=== What you should do ===
Write out the records below again, changing every "rough mask" to "coarse mask" and keeping everything else the same. Leave the pictures out.

------------------------------------------------------------------------

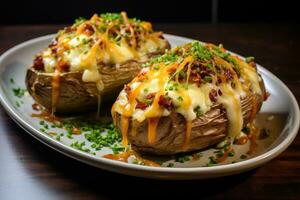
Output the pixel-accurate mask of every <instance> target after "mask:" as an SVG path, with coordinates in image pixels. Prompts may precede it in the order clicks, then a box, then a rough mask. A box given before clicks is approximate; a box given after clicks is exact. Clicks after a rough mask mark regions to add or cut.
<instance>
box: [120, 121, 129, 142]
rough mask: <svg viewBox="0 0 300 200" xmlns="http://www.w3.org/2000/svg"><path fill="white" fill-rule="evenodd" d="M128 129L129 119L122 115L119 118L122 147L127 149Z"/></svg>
mask: <svg viewBox="0 0 300 200" xmlns="http://www.w3.org/2000/svg"><path fill="white" fill-rule="evenodd" d="M128 127H129V118H128V117H126V116H124V115H122V116H121V134H122V145H123V146H125V147H127V145H128V138H127V132H128Z"/></svg>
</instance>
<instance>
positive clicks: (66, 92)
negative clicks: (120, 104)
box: [26, 12, 170, 114]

------------------------------------------------------------------------

=== Exercise response ===
Output the pixel-accurate mask of every <instance> target after "mask:" as an SVG path, with coordinates in image pixels. Prompts may precede it in the order clicks, then a box, then a coarse mask. A box given before clicks is approximate; a box given after clicks is exact. Clicks after a coarse mask mark regions to add or cut.
<instance>
box: [120, 121, 129, 142]
coarse mask: <svg viewBox="0 0 300 200" xmlns="http://www.w3.org/2000/svg"><path fill="white" fill-rule="evenodd" d="M128 129L129 119L122 115L119 118L122 147L127 149Z"/></svg>
mask: <svg viewBox="0 0 300 200" xmlns="http://www.w3.org/2000/svg"><path fill="white" fill-rule="evenodd" d="M128 127H129V118H128V117H126V116H124V115H122V116H121V134H122V145H123V146H125V147H127V145H128V138H127V132H128Z"/></svg>
</instance>
<instance>
positive clicks: (66, 92)
negative clicks: (120, 104)
box: [26, 12, 170, 114]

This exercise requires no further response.